### OBJECTIVE
From the forum post below about ggplot2 plots stored in a list, extract word for word the part that opens with the words containing "The issue seems" and closes with "of loop execution.".

### PASSAGE
- - -
Search code examples
rggplot2ploteval

ggplots stored in plot list to respect variable values at time of plot generation within for loop


I have an elaborate plot routine that generates box plots with additional layers of scatter and adds them to a plot list.

The routine generates correct plots if they are created during the for loop directly via print(current_plot_complete).

However, if they are added to a plot list during the for loop which is printed only at the end, then the plots are incorrect: the final indices are used to generate all plots (instead of the current index at the time the plot is generated). This seems to be default ggplot2 behavior and I am looking for a solution to circumvent it in the current use case.

The issue seems to be within y = eval(parse(text=(paste0(COL_i)))) where the global environment is used (and thus the final index value) instead of the current values at the time of loop execution.

I tried various approaches to make eval() use the correct variable values, e.g. local(…) or specifying the environment – but without success.

A very simplified MWE is provided below.

enter image description here

MWE

The original routine is much more elaborate than this MWE such that the for loop can not be replaced easily with members of the apply family.

# create some random data
data_temp <- data.frame(
"a" = sample(x = 1:100, size  = 50),
"b" = rnorm(n = 50, mean = 45, sd = 1),
"c" = sample(x = 20:70, size  = 50), 
"d" = rnorm(n = 50, mean = 40, sd = 15),
"e" = rnorm(n = 50, mean = 50, sd = 10),
"f" = rnorm(n = 50, mean = 45, sd = 1),
"g" = sample(x = 20:70, size  = 50)
)
- - -
### PROVIDED MATERIAL

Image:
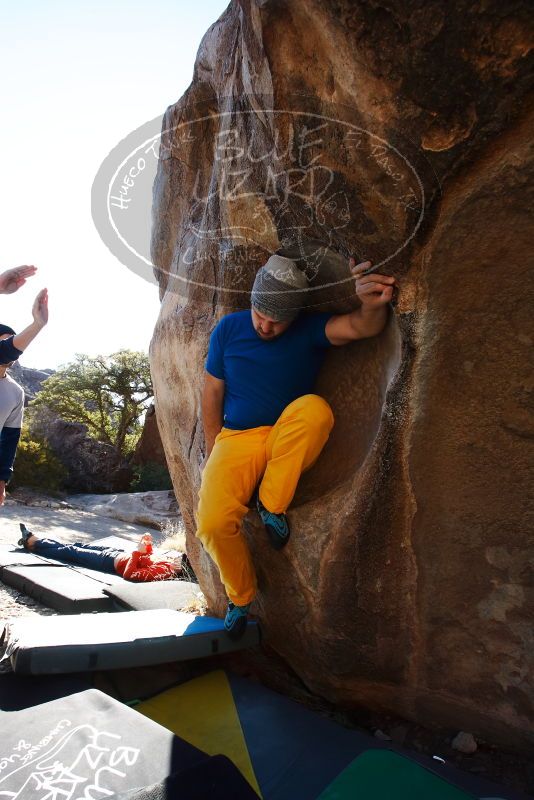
- - -
### TASK RESULT
The issue seems to be within y = eval(parse(text=(paste0(COL_i)))) where the global environment is used (and thus the final index value) instead of the current values at the time of loop execution.